* **WORK REQUEST**: Transcribe the entries exactly. Omit the pictures.

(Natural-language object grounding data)
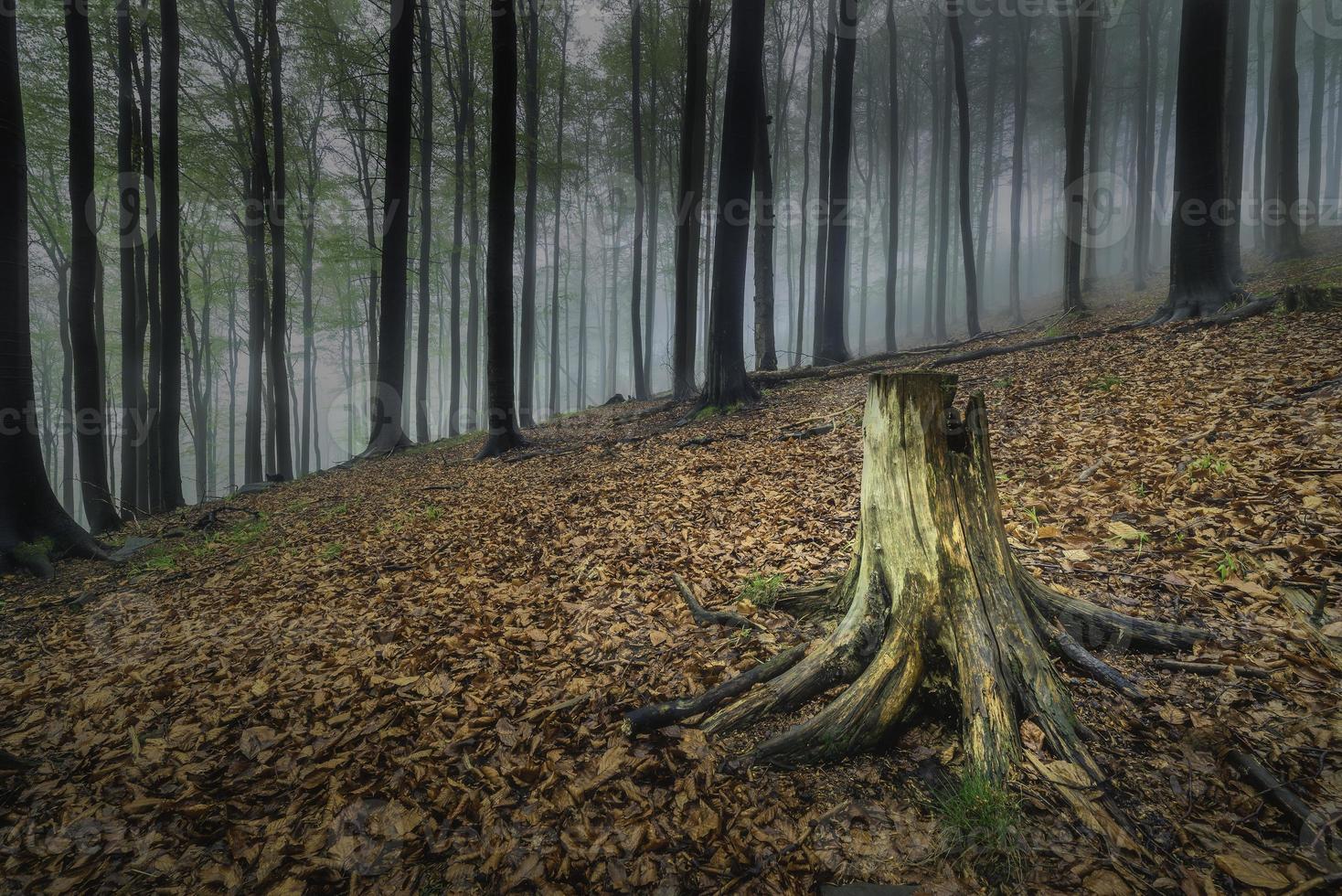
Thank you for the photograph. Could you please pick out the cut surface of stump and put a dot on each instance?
(934, 594)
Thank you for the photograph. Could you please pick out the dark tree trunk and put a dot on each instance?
(278, 332)
(805, 188)
(1145, 146)
(169, 258)
(559, 215)
(28, 508)
(966, 235)
(1236, 95)
(640, 387)
(728, 382)
(426, 39)
(688, 212)
(532, 140)
(1318, 88)
(834, 345)
(387, 432)
(504, 435)
(827, 69)
(1075, 168)
(132, 357)
(988, 193)
(1200, 281)
(766, 357)
(1283, 168)
(85, 315)
(1017, 163)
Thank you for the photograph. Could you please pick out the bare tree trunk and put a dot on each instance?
(966, 235)
(85, 275)
(690, 207)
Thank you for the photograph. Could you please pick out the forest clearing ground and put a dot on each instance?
(410, 675)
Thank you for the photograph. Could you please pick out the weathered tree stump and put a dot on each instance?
(934, 593)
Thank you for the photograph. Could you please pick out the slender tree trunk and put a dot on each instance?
(766, 357)
(805, 187)
(1283, 169)
(387, 433)
(1017, 163)
(1200, 281)
(28, 508)
(640, 387)
(834, 345)
(85, 274)
(1236, 95)
(169, 256)
(825, 213)
(690, 209)
(504, 433)
(559, 213)
(426, 37)
(532, 140)
(966, 235)
(728, 382)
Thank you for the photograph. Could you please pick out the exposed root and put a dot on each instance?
(1087, 663)
(705, 616)
(662, 714)
(836, 660)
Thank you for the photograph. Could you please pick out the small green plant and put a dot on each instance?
(1212, 464)
(1104, 384)
(981, 818)
(762, 591)
(37, 551)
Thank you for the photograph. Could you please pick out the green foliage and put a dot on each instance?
(981, 818)
(1212, 464)
(762, 591)
(30, 553)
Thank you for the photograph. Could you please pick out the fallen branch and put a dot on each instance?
(659, 715)
(1210, 668)
(825, 430)
(1094, 667)
(711, 617)
(1313, 825)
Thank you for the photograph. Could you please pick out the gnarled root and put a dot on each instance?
(932, 589)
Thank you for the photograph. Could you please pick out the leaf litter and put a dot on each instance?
(410, 677)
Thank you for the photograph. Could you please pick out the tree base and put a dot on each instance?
(932, 593)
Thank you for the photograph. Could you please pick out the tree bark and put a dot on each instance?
(28, 508)
(1283, 168)
(966, 234)
(934, 591)
(766, 356)
(1200, 281)
(532, 145)
(387, 433)
(426, 39)
(834, 347)
(688, 231)
(728, 384)
(504, 435)
(85, 272)
(640, 387)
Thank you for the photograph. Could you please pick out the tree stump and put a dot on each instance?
(932, 593)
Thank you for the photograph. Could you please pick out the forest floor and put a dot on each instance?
(410, 677)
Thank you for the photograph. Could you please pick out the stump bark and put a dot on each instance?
(932, 596)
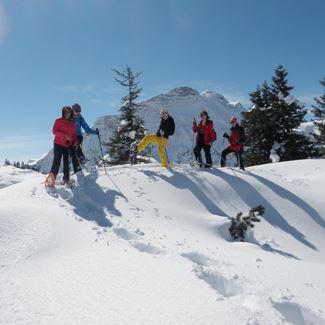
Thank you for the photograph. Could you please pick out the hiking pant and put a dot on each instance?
(59, 152)
(238, 156)
(197, 153)
(160, 141)
(77, 155)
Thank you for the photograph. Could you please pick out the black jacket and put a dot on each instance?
(168, 126)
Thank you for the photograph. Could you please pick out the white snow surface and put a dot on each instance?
(183, 104)
(146, 245)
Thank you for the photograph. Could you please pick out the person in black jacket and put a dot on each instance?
(166, 128)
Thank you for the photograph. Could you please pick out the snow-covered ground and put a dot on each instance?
(183, 104)
(145, 245)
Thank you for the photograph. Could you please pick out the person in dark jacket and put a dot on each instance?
(166, 129)
(236, 143)
(77, 156)
(65, 137)
(205, 136)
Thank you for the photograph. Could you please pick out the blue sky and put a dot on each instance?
(57, 52)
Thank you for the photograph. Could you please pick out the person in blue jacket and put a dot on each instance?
(77, 156)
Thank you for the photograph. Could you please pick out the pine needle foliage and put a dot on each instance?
(240, 224)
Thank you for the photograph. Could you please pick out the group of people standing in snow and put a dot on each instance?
(205, 136)
(68, 139)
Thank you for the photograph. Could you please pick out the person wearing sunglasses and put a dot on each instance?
(205, 136)
(166, 129)
(77, 156)
(65, 137)
(236, 141)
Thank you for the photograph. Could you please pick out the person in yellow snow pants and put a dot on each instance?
(162, 144)
(166, 128)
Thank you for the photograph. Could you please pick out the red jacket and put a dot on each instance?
(237, 138)
(63, 128)
(209, 135)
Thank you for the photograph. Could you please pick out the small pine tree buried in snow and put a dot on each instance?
(131, 126)
(240, 224)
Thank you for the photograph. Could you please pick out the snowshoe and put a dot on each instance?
(50, 181)
(68, 183)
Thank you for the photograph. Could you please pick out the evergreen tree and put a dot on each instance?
(257, 125)
(288, 114)
(7, 162)
(240, 224)
(131, 126)
(271, 123)
(319, 112)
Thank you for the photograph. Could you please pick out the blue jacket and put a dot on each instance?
(80, 122)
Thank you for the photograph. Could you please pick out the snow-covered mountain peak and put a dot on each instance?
(183, 91)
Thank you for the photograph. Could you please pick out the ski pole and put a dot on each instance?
(101, 149)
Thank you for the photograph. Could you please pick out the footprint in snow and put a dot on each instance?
(223, 286)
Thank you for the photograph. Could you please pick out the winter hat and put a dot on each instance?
(67, 109)
(76, 107)
(163, 111)
(205, 113)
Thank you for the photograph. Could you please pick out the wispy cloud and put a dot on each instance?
(307, 99)
(3, 23)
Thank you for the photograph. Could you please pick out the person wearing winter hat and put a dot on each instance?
(77, 154)
(236, 143)
(65, 137)
(166, 129)
(206, 135)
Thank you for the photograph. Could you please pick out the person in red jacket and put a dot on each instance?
(65, 137)
(204, 139)
(236, 143)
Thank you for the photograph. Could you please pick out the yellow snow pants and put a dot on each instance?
(160, 141)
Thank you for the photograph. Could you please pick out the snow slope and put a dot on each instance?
(183, 103)
(145, 245)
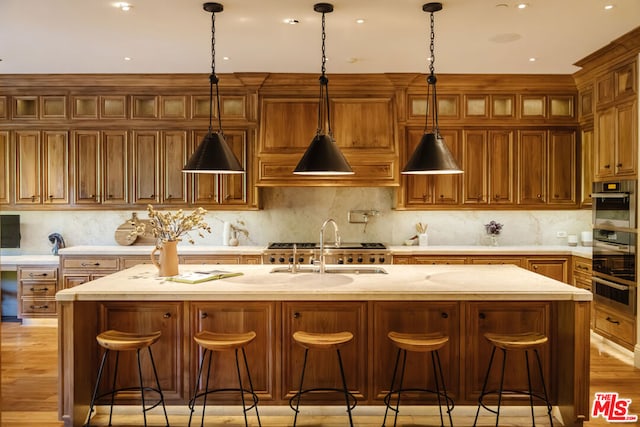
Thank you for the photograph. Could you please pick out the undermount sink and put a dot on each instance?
(335, 270)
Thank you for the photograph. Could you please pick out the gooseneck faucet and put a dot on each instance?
(336, 239)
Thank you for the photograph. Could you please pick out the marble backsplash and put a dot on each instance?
(296, 214)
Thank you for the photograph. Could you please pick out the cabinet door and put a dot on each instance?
(115, 161)
(146, 177)
(475, 166)
(562, 167)
(86, 159)
(174, 157)
(532, 172)
(56, 167)
(239, 317)
(322, 366)
(147, 317)
(501, 167)
(605, 143)
(626, 139)
(483, 317)
(28, 167)
(5, 164)
(233, 187)
(415, 318)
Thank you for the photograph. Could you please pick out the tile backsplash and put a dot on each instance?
(296, 214)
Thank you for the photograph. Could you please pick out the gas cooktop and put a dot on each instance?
(311, 245)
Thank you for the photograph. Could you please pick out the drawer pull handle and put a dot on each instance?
(616, 322)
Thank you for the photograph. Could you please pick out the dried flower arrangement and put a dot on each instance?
(167, 226)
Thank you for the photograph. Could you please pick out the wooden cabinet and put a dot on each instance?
(42, 172)
(238, 317)
(432, 190)
(37, 287)
(553, 267)
(508, 317)
(166, 317)
(415, 317)
(322, 366)
(488, 164)
(100, 161)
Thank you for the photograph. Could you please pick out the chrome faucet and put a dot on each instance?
(336, 239)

* **RESPONSE TO THE EXERCISE**:
Thank you for the photograph. Could you please pick out the cut surface of stump and put a dot on each instance?
(934, 594)
Thank you for the photograph. Could you please pick out the dark tree trunk and put a dot on each instance?
(278, 332)
(805, 188)
(1145, 146)
(169, 258)
(559, 215)
(28, 508)
(966, 235)
(1236, 95)
(640, 387)
(728, 382)
(426, 39)
(688, 212)
(532, 140)
(1318, 88)
(834, 345)
(387, 432)
(504, 435)
(827, 69)
(1075, 168)
(132, 357)
(988, 193)
(1200, 281)
(766, 357)
(1283, 168)
(85, 315)
(1017, 163)
Thank you for the photograph. Could you please pick out the bare tree trunk and put a dot on each instance?
(966, 235)
(85, 275)
(690, 207)
Thank you for the photograph. Could you please pick out the forest clearing ground and put a dot on each instance?
(410, 675)
Thank you for the photograph. Could you please pick out the weathered tree stump and put a dot on each instance?
(934, 593)
Thank you for the photograph. Could you please pick out the slender tree trunk and put a dot on each instance?
(766, 357)
(805, 187)
(1283, 169)
(387, 433)
(1017, 163)
(1200, 281)
(28, 508)
(640, 387)
(834, 345)
(85, 274)
(1236, 95)
(169, 256)
(825, 213)
(690, 209)
(504, 433)
(559, 213)
(426, 37)
(532, 140)
(966, 235)
(728, 382)
Thank you for the photograph. Could you please pick out the exposed root and put a dot on each instance?
(1087, 663)
(705, 616)
(662, 714)
(836, 660)
Thank you for the photograph. Could you please pick out the small green plant and put a dot on each instance?
(1212, 464)
(1104, 384)
(981, 818)
(762, 591)
(37, 551)
Thank you for the photograph. Could you please pick out the green foliage and put a dot on each instance?
(981, 818)
(1212, 464)
(762, 591)
(30, 553)
Thank you for the photograph. Could you please pick out the fallen branch and put a dot on each instance?
(659, 715)
(1210, 668)
(825, 430)
(1094, 667)
(711, 617)
(1313, 825)
Thank you for the photograph. Could you please pick out the gnarled root and put a dot on each instance?
(932, 589)
Thank you for the photograph. Could you please pick out the leaf litter and put a dot on each instance?
(410, 677)
Thank you for the photograph. Could you please pick out the tree base and put a dot on each instance?
(932, 593)
Thank you for the photograph. Could you please pick out the tree bark and put a dot on each instance?
(28, 508)
(1283, 168)
(966, 234)
(934, 591)
(766, 356)
(1200, 281)
(532, 145)
(387, 433)
(426, 39)
(834, 347)
(688, 231)
(728, 384)
(504, 435)
(85, 272)
(640, 387)
Thank you for the photograph. Could you please pick out the tree stump and put a dot on each instance?
(932, 593)
Thank you for the photograph. Could you please pick out the forest floor and put a dot on each instance?
(410, 677)
Thank you for the photograph. Could you please pick out the stump bark and put a dot on each instance?
(932, 596)
Thank you for the photograph. Could you please pick out the hiking pant and put a dot on each instance?
(59, 152)
(238, 156)
(197, 153)
(160, 141)
(77, 155)
Thank you for the photograph. Could you please pick out the black jacket and put a dot on each instance?
(168, 126)
Thank you for the photograph. Could you please pick out the white snow surface and put a dot on each instance?
(183, 104)
(146, 245)
Thank you for the photograph. Could you please pick out the person in black jacket and put a dot on each instance?
(166, 128)
Thank you for the photograph. Could you please pick out the snow-covered ground and put a dot on each instance?
(183, 104)
(145, 245)
Thank you for the photograph. Could you please pick out the person in dark jacket and put a dot on each instance?
(166, 129)
(236, 143)
(77, 156)
(65, 137)
(205, 136)
Thank you for the photograph. Could you please pick out the blue sky and put a dot on each instance?
(57, 52)
Thank you for the photograph. Could you please pick out the person in blue jacket and put a dot on each instance?
(77, 156)
Thank you for the photograph. Could you please pick out the pine needle foliage and put a dot on each instance?
(240, 224)
Thank you for the photograph. Could you please pick out the group of people standing in snow and put a dot on each instance?
(205, 136)
(68, 139)
Thank you for the photograph. Could you please pick out the person wearing sunglasses and put a dot on each instance?
(205, 136)
(166, 129)
(77, 156)
(65, 137)
(236, 141)
Thank you for the photograph. Could you please pick out the person in yellow snow pants and put a dot on each instance?
(162, 144)
(166, 128)
Thank you for the photograph. Could you please pick out the red jacket and put a dot on each instance?
(237, 138)
(63, 128)
(209, 135)
Thank you for the photograph. Could you please pick out the small pine tree buried in snow and put a dot on each instance?
(131, 126)
(240, 224)
Thank you for the photograph. Could you please pick out the snowshoe and put a dot on each instance?
(50, 181)
(68, 183)
Thank you for the photograph. Could you please pick out the evergreen tree and put a dot on each instance?
(257, 125)
(288, 114)
(7, 162)
(240, 224)
(131, 126)
(271, 123)
(319, 112)
Thank you for the photograph. Could you please pick out the blue jacket and put a dot on each instance?
(80, 122)
Thank you for the photograph. Could you please pick out the snow-covered mountain peak and put a dot on each instance?
(183, 91)
Thank you for the photograph. Could you please pick out the ski pole and put a dot on each instance?
(101, 149)
Thank you for the photograph. Could you please pick out the footprint in snow and put a dot on each instance?
(223, 286)
Thank you for the photograph. Could you please pick out the winter hat and put a dot on each instance?
(67, 109)
(76, 107)
(163, 111)
(205, 113)
Thank you for the photograph. Could you please pick out the wispy cloud and put a dot on each instance?
(307, 99)
(3, 23)
Thank you for the photograph. Could you please pick out the person wearing winter hat and put a dot on each instance?
(77, 154)
(236, 143)
(65, 137)
(166, 129)
(206, 135)
Thank you for the photograph. Could you please pick out the person in red jacket and put a dot on each instance?
(65, 137)
(204, 139)
(236, 143)
Thank you for the photograph. Could you please pick out the yellow snow pants and put a dot on each instance?
(160, 141)
Thank you for the photograph. Could you please pick out the snow slope and put a dot on each instance?
(183, 103)
(145, 245)
Thank you for the photograph. Could you please pick out the undermount sink and put a dot on each instance?
(335, 270)
Thank you for the photograph. Could you please pick out the gooseneck faucet and put a dot on each instance?
(336, 239)
Thank you for the photograph. Could you please pick out the marble backsplash and put a dot on each instance?
(296, 214)
Thank you for the photograph. Could you please pick out the cabinet door and put a dot on each instance?
(115, 161)
(146, 177)
(475, 166)
(562, 167)
(86, 159)
(174, 157)
(532, 172)
(56, 167)
(239, 317)
(322, 366)
(147, 317)
(501, 167)
(605, 143)
(626, 139)
(483, 317)
(28, 167)
(5, 164)
(233, 187)
(415, 318)
Thank you for the photograph. Could you please pick out the tile backsplash and put a dot on each instance?
(296, 214)
Thank you for the photograph. Could you please pick out the gas cooktop and put a dot on each instance?
(311, 245)
Thank you for the photograph. Could you please pick out the drawer pull handle and put a dot on each instance?
(616, 322)
Thank you for the photograph. Could you please pick out the dried flower arrangement and put a dot on each instance?
(167, 226)
Thank you for the photograph. Could you please pick out the wooden cabinet and put a dot on each instance?
(42, 172)
(238, 317)
(432, 190)
(37, 287)
(553, 267)
(508, 317)
(166, 317)
(415, 317)
(322, 366)
(488, 164)
(100, 161)
Thank you for the photograph. Could you please pick out the chrome faucet and put a dot on each instance?
(336, 239)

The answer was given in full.